Problem requirements -
Please present the data below as a numbered list, one entry per line, and leave out any blank lines.

Items -
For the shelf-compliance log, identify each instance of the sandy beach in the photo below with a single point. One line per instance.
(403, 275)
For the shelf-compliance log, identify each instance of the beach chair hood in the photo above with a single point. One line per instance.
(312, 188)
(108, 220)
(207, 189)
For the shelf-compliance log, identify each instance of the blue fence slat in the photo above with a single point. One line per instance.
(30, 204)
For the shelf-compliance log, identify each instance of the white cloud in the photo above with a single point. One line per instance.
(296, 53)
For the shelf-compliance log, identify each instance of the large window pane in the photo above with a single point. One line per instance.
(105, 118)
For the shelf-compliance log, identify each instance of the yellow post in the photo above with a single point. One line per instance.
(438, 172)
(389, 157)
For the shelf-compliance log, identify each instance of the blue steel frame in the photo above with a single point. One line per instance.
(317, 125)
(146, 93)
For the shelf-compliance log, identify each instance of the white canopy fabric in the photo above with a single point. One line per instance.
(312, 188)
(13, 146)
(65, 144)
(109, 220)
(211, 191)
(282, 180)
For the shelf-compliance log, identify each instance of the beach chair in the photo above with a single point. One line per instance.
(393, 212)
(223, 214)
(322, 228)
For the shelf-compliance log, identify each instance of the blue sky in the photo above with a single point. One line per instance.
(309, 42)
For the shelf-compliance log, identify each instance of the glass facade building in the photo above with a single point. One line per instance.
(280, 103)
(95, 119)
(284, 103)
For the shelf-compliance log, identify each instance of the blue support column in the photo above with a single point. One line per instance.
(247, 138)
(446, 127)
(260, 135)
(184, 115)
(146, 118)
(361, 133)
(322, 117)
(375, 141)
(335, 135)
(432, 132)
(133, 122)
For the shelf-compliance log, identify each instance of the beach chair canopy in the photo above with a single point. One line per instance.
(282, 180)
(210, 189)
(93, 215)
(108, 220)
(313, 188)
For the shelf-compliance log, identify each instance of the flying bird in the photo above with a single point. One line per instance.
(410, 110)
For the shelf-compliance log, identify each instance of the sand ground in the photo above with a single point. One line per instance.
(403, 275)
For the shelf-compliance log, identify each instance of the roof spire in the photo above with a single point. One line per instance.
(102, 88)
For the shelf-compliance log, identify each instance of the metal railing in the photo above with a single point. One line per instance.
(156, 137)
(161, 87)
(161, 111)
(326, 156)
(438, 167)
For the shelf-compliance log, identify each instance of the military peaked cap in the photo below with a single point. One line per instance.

Solution -
1. For the shelf-compliance log, identify each instance of the sandy beach in the photo below with a single point. One line per instance.
2. (403, 275)
3. For the shelf-compliance log, identify each instance of the beach chair hood in the photo above with a single point. One line per instance.
4. (312, 188)
5. (108, 220)
6. (207, 189)
7. For the shelf-compliance log, identify each instance of the blue fence slat in the photo above with a single point. One line per instance.
8. (30, 204)
9. For the shelf-compliance log, identify each instance of the white cloud in the photo above with a single point. One line per instance.
10. (296, 53)
11. For the shelf-compliance log, identify each instance of the large window pane in the photo above with a single point. One line per instance.
12. (105, 118)
13. For the shelf-compliance log, identify each instance of the yellow post in the photo above with a single point. One line per instance.
14. (438, 172)
15. (389, 157)
16. For the shelf-compliance log, identify each instance of the blue steel frame in the photo above with a single point. One line per instance.
17. (317, 125)
18. (146, 93)
19. For the shelf-compliance log, identify each instance of the white canopy fabric in the photo above with a single point. One line per instance.
20. (312, 188)
21. (13, 146)
22. (65, 144)
23. (109, 220)
24. (211, 191)
25. (282, 180)
26. For the shelf-compliance log, identify each instance of the beach chair in the photo above with a single point. One line per instance.
27. (393, 212)
28. (223, 214)
29. (322, 228)
30. For the shelf-compliance log, identify each instance of the blue sky in the photo above with a single point. One line per instance.
31. (309, 42)
32. For the shelf-compliance log, identify each instance of the glass facade building in the photo above with a single point. One line per instance.
33. (280, 103)
34. (95, 119)
35. (284, 103)
36. For the shelf-compliance log, identify each instance of the blue support column in the photo above with a single point. One line per instance.
37. (247, 138)
38. (446, 127)
39. (260, 135)
40. (184, 115)
41. (146, 118)
42. (361, 133)
43. (322, 117)
44. (375, 141)
45. (335, 135)
46. (432, 132)
47. (133, 122)
48. For the shelf-compliance log, identify each instance of the beach chair canopy in the photo above with a single point. One line per instance.
49. (282, 180)
50. (210, 189)
51. (93, 215)
52. (108, 220)
53. (313, 188)
54. For the shelf-compliance log, identify each instance of the flying bird in the photo above with a single point. One line per instance.
55. (410, 110)
56. For the shelf-compliance log, identify each instance of the sand ground in the photo above with a single point. One line per instance.
57. (403, 275)
58. For the shelf-compliance log, identify each instance of the roof spire in the photo above with a single point. One line per instance.
59. (102, 88)
60. For the shelf-compliance log, identify each instance of the metal railing in the photo above with a single point. One line per instance.
61. (156, 137)
62. (161, 87)
63. (161, 111)
64. (326, 156)
65. (438, 167)
66. For the shelf-compliance log, identify each instance of the military peaked cap in the photo below with a single point. One line per instance.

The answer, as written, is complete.